- _EXCERPT_:

################

Separate from this Agreement, the Parties are terminating the Supply Agreement and reinstating the Original Agency Agreement in an amended and restated form (the “Feedstock Agency Agreement”) such that Bunge will act as Producer’s exclusive agent to procure approximately 85% of the Facility’s Feedstock Requirements.  Pursuant to this Agreement, Producer intends to acquire sufficient quantities of Enogen Corn to meet approximately 15% of the Feedstock Requirements by contracting directly (in its own name and not via purchase from Bunge) with area producers.  “Enogen Corn” means corn containing the Enogen trait developed by Syngenta Seeds, Inc.  Therefore, the Parties have set forth the terms and conditions upon which Bunge will provide services to assist Producer in managing its direct purchases of Enogen Corn.
 
As of the date of this Agreement, the Parties are also entering into an Amended and Restated Distiller’s Grain Purchase Agreement (the “DGS Agreement”) and an Amended and Restated Ethanol Purchase Agreement (the “Ethanol Agreement”) (this Agreement, the Feedstock Agency Agreement, the DGS Agreement, and the Ethanol Agreement collectively, the “Related Agreements”).
 
Therefore, the Parties agree as follows:
 
1.                   Order and Delivery of Enogen Corn.
 
1.1            TLA Notices.  Bunge will not negotiate or execute any contracts or agreements for the purchase of Enogen Corn.  Producer will be solely responsible for originating Enogen Corn.  From time to time, a grower may enter into a Technology License Agreement or a similar arrangement (a “TLA”) whereby the grower agrees to grow Enogen Corn.  To the extent that Producer becomes aware of the existence of a TLA, Producer (or another party identified by Producer) shall notify Bunge (a “TLA Notice”) of such TLA.  Each TLA Notice will describe (i) the grower’s identity, (ii) the location and total number of acres upon which the grower has agreed to plant Enogen Corn, (iii) the expected yield of Enogen Corn upon such acres, and (iv) the estimated total production (in bushels) of Enogen Corn from such grower.
 

1.2            Bunge’s Services.
 
 (a)            Upon receiving a TLA Notice, Bunge will prepare an Enogen Corn Production Agreement (in the form attached hereto as Exhibit A, an “ECP Agreement”) based on the information contained in such TLA Notice for Producer’s review.  If Producer approves and signs such ECP Agreement, then Bunge will send such Producer-executed version to the applicable grower.
 
 (b)            Bunge will use commercially reasonable efforts to coordinate the volumes and delivery dates of Corn provided pursuant to the Feedstock Agency Agreement with the volumes and contracted deliveries of Enogen Corn purchased by Producer pursuant to ECP Agreements.  In connection therewith, the Bunge personnel provided pursuant to Section 2.2(c) of the Feedstock Agency Agreement will serve as a single point of contact for Producer with growers.  For the avoidance of doubt, Bunge will exclusively coordinate all volumes of Enogen Corn delivered to the Facility pursuant to the terms of this Agreement.

################

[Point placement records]
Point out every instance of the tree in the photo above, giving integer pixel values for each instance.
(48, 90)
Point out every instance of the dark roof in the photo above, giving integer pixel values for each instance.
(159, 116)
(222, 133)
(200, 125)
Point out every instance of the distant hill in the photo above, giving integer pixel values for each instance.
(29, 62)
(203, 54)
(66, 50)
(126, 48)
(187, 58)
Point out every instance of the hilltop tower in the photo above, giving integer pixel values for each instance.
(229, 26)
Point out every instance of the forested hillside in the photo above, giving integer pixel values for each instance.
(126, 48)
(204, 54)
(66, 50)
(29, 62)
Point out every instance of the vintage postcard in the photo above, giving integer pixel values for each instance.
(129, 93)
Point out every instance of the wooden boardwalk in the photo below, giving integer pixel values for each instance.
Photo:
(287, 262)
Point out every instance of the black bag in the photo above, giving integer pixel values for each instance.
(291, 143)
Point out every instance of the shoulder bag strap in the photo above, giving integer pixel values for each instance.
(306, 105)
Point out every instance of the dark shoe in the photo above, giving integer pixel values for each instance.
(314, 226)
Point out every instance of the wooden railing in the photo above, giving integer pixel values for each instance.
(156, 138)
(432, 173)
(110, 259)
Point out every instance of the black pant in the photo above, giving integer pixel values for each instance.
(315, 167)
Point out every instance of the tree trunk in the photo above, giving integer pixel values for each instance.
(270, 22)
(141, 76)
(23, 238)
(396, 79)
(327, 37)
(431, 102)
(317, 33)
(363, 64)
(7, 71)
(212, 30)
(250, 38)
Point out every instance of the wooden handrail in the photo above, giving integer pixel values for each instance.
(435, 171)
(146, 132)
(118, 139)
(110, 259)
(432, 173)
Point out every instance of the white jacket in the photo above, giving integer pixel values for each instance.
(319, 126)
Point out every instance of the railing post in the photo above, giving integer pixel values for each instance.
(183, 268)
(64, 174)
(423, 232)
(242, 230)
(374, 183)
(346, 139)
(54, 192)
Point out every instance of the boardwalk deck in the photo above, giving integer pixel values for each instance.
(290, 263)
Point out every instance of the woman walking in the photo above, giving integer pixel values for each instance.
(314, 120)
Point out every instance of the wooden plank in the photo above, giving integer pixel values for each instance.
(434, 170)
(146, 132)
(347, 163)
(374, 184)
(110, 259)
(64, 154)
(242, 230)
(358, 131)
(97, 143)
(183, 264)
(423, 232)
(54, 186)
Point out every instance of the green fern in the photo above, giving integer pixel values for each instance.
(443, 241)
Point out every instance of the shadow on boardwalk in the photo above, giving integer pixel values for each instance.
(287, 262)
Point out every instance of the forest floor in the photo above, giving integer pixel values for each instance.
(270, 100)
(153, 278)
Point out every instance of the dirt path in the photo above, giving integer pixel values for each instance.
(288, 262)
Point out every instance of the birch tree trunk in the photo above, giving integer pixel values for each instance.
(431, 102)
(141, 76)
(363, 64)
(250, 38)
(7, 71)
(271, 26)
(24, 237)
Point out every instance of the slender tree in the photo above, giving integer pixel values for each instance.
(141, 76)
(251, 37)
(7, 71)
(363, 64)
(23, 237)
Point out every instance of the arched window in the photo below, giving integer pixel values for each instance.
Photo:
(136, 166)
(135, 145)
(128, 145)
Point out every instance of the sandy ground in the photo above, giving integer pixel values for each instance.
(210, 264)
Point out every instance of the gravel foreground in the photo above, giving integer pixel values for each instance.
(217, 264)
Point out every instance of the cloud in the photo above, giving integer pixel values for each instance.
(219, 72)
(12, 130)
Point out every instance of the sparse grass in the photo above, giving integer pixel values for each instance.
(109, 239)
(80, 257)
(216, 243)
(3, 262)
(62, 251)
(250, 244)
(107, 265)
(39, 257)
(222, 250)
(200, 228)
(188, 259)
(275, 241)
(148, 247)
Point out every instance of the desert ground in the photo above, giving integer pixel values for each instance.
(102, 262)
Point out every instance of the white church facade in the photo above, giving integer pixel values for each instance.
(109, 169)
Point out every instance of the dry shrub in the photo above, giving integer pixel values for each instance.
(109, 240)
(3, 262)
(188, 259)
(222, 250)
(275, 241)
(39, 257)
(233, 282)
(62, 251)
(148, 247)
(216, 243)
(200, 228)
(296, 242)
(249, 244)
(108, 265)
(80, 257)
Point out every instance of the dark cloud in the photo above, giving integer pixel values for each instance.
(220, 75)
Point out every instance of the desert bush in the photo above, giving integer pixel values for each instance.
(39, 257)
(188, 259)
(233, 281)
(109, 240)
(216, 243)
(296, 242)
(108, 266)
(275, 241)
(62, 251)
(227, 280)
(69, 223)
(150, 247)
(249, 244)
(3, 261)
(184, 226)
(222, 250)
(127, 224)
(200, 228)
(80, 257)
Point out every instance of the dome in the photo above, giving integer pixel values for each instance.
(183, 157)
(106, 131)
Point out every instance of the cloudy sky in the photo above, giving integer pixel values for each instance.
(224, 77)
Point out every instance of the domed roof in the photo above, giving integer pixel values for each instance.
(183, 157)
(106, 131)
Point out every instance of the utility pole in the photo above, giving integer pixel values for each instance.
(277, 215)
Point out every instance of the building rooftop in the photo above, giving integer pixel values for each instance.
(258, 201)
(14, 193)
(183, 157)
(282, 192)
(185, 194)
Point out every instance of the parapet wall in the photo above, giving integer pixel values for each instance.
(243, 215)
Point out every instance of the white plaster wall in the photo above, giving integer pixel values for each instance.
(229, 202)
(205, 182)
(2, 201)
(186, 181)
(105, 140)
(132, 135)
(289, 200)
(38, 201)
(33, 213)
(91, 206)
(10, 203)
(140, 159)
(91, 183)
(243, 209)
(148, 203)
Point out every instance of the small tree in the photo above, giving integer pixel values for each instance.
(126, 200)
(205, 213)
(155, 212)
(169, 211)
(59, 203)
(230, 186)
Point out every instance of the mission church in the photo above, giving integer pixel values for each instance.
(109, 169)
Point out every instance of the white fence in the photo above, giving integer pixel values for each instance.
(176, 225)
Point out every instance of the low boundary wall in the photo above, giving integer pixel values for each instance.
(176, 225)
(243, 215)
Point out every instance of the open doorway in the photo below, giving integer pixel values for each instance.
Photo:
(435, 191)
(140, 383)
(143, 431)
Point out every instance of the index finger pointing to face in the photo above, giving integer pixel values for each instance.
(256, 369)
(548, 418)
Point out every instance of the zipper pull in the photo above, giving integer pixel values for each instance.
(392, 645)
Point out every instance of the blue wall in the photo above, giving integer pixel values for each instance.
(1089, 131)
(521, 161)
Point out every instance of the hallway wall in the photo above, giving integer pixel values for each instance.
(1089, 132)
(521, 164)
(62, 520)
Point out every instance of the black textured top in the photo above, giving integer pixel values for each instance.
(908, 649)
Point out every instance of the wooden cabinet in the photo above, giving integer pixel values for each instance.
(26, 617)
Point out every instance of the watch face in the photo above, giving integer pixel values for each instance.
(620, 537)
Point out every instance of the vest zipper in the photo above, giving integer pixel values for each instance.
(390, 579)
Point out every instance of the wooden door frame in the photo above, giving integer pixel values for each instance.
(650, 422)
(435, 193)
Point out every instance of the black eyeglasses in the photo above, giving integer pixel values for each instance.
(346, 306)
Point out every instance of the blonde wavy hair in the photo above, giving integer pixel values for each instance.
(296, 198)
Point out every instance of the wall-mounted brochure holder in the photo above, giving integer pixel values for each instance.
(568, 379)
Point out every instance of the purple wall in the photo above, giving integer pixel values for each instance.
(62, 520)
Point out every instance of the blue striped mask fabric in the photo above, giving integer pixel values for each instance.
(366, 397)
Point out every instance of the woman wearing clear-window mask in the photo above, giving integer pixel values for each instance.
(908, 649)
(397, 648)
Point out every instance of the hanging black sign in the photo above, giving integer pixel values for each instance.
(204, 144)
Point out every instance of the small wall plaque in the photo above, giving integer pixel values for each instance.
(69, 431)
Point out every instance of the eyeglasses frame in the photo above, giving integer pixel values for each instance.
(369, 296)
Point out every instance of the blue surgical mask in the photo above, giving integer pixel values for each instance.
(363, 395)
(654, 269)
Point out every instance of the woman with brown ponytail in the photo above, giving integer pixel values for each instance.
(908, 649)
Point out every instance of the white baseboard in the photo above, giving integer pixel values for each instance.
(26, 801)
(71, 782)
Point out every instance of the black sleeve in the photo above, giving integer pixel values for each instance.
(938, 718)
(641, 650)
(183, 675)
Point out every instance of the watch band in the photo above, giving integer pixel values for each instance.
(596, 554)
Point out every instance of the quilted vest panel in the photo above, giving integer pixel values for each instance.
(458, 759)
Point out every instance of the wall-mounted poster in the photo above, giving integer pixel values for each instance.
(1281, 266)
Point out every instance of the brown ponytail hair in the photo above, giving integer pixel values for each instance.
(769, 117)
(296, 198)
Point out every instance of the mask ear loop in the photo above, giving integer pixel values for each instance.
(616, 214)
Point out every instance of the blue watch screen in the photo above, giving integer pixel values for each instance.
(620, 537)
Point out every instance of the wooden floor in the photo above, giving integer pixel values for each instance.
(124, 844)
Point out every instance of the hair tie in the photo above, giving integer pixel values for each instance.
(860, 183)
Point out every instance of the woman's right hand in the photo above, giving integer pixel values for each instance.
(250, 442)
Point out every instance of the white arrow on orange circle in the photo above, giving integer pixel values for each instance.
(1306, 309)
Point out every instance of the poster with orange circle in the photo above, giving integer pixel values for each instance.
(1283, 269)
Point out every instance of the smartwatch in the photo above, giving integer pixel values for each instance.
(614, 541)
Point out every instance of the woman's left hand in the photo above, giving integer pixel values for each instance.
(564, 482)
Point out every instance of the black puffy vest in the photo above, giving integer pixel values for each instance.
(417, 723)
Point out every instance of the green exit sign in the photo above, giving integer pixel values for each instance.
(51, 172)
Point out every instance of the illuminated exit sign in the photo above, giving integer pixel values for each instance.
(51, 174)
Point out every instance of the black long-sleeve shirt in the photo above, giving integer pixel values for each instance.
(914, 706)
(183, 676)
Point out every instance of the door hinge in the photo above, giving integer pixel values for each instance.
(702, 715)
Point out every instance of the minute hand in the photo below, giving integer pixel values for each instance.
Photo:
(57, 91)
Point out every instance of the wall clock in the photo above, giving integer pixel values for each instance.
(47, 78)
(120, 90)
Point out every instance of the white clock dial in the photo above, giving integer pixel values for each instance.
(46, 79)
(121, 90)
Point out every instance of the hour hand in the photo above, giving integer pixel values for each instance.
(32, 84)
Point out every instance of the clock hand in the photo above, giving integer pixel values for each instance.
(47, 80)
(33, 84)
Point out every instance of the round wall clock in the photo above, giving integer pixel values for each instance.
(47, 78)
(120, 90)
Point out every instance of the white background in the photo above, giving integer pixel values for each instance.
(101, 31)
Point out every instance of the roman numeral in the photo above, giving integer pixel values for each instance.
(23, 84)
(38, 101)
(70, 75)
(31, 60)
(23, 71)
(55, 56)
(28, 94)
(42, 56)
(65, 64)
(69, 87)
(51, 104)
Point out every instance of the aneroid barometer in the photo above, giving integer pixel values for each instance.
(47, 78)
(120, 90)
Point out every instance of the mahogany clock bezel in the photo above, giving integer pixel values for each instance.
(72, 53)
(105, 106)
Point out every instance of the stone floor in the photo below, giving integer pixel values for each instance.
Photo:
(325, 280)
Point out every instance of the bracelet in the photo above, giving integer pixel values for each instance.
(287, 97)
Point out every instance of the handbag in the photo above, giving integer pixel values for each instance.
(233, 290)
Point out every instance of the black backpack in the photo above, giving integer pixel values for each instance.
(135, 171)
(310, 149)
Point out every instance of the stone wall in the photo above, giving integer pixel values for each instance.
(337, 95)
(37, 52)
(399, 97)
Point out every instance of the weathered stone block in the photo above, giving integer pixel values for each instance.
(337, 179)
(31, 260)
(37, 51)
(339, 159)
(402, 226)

################

- _TASK DIRECTIONS_: Below the records, transcribe the passage from the Enogen Corn agreement starting at "(b)            Bunge will use" and ending at "of this Agreement.".

- _COMPLETED TASK_:
(b)            Bunge will use commercially reasonable efforts to coordinate the volumes and delivery dates of Corn provided pursuant to the Feedstock Agency Agreement with the volumes and contracted deliveries of Enogen Corn purchased by Producer pursuant to ECP Agreements.  In connection therewith, the Bunge personnel provided pursuant to Section 2.2(c) of the Feedstock Agency Agreement will serve as a single point of contact for Producer with growers.  For the avoidance of doubt, Bunge will exclusively coordinate all volumes of Enogen Corn delivered to the Facility pursuant to the terms of this Agreement.